* INSTRUCTIONS *
- 1) Name every place that appears in the text about Dunbar's poems on Damian.
- 2) According to the text about Dunbar's poems on Damian, what caused Damian to end up in the mire?
- 3) In the text about Dunbar's poems on Damian, return word for word the part from "The contemporary poet" to "eyes in a mire.".

### TEXT

The contemporary poet William Dunbar described Damian's career in comic terms in the poem, "A Ballad of the False Friar of Tongland, How He Fell in the Mire Flying to Turkey". According to Dunbar, Damian came from the east and stole a priest's robes in Lombardy. In France he pretended to be a doctor to the detriment of his patients then came to Scotland where in "leichecraft he was homecyd" (a killer in surgery). When he failed to make the quintessence by alchemy, he decided to fly to Turkey. But he was attacked by birds who plucked his wings and landed up to his eyes in a mire.

Another poem by Dunbar, the Antichrist, first line "Lucina shynning in silence of the nicht", recalls a dream. Dame Fortune came to the poet and described her wheel and the genesis of the flying Abbot. She said Dunbar would not get clerical advancement until he saw a flying Abbot. Dunbar kept this dream to himself. But soon, turning the genre of the ballad of impossibilities on its head, Dunbar did see a flying Abbot.

######
### RECORD SET

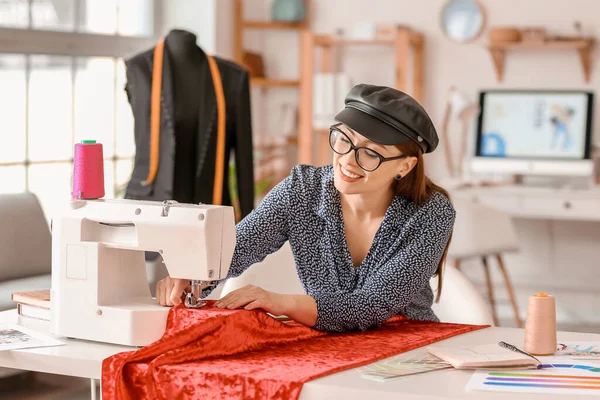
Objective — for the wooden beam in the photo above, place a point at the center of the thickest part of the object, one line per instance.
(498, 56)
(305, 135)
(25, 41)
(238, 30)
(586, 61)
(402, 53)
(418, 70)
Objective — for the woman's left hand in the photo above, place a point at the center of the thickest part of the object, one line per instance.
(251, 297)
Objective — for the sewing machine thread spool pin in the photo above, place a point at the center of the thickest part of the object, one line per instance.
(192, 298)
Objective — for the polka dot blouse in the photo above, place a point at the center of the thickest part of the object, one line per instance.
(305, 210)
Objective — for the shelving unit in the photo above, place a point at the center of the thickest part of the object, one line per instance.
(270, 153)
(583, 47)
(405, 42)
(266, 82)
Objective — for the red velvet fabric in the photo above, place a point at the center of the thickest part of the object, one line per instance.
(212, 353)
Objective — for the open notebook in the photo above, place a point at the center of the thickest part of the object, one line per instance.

######

* ANSWERS TO THE PROBLEMS *
- 1) Tongland, Lombardy, France, Scotland, Turkey

- 2) While Damian was flying to Turkey, birds attacked him and plucked his wings. He then landed up to his eyes in a mire.

- 3)
The contemporary poet William Dunbar described Damian's career in comic terms in the poem, "A Ballad of the False Friar of Tongland, How He Fell in the Mire Flying to Turkey". According to Dunbar, Damian came from the east and stole a priest's robes in Lombardy. In France he pretended to be a doctor to the detriment of his patients then came to Scotland where in "leichecraft he was homecyd" (a killer in surgery). When he failed to make the quintessence by alchemy, he decided to fly to Turkey. But he was attacked by birds who plucked his wings and landed up to his eyes in a mire.